§ **Requirements**: Quote the data below in full, please, without altering anything.

☆ ☆ ☆ ☆ ☆ ☆ ☆

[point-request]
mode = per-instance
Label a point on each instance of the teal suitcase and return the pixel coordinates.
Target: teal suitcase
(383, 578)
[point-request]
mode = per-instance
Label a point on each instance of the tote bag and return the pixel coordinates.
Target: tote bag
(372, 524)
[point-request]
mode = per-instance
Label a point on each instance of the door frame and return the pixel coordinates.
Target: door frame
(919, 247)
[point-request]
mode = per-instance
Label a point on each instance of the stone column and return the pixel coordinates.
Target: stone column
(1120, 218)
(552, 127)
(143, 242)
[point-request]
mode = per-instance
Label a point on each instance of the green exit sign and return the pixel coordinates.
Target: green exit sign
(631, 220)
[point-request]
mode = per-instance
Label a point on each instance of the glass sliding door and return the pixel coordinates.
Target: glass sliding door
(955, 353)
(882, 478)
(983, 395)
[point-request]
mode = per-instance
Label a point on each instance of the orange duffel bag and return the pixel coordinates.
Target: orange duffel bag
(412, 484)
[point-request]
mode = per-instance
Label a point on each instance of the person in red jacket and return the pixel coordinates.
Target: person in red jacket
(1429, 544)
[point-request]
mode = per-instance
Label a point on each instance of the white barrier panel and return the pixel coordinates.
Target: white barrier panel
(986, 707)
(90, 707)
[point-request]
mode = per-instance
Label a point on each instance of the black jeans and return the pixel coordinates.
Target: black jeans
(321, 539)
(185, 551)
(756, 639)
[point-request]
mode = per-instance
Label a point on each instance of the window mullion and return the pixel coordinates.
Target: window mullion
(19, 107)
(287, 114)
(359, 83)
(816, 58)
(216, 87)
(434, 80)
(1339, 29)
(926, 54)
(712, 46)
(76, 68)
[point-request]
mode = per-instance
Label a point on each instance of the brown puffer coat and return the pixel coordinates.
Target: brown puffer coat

☆ ☆ ☆ ☆ ☆ ☆ ☆

§ **Result for this task**:
[point-request]
mode = per-instance
Label a point on each instance of the teal suitcase and return the pixel coordinates.
Target: teal suitcase
(383, 578)
[point-request]
mode = per-instance
Label a point on each instance of the tote bag and return the pixel coordinates.
Target: tote bag
(372, 524)
[point-request]
mode = per-instance
Label a point on each instance of the door frame and return the pixel coordinates.
Target: door frame
(919, 247)
[point-request]
mode = per-instance
Label a point on each instance of the stone column and return the pixel coordinates.
Target: stone column
(1120, 218)
(552, 127)
(143, 242)
[point-request]
mode = per-instance
Label a point on each instance of the green exit sign and return the pixel coordinates.
Target: green exit sign
(631, 220)
[point-request]
mode = per-instance
Label a point on each instance of the glass sliding door and return the pixel coordinates.
Target: glass sliding door
(955, 353)
(882, 478)
(983, 395)
[point-request]
mode = per-instance
Label a point on each instance of the orange duffel bag and return the pixel coordinates.
Target: orange duffel bag
(412, 484)
[point-request]
mode = per-instance
Label a point on each instance of the person in red jacket and return the pixel coordinates.
Target: person in red jacket
(1429, 544)
[point-request]
mode = per-instance
Label a point on each instance of the white barrier panel and return the pixel coordinates.
Target: white barrier panel
(986, 707)
(90, 707)
[point-request]
mode = per-instance
Label a point on each instance of the black jeans and return the pixel coordinates.
Target: black jeans
(321, 539)
(185, 551)
(756, 639)
[point-request]
mode = per-instance
Label a point on each instance of the window mullion and return the pixel coordinates.
Target: window mullion
(19, 107)
(287, 114)
(359, 83)
(816, 58)
(216, 87)
(434, 80)
(1339, 29)
(926, 54)
(712, 46)
(76, 68)
[point-request]
mode = per-instance
Label a point on each instance of the brown puffer coat and return the pixel coordinates.
Target: brown puffer coat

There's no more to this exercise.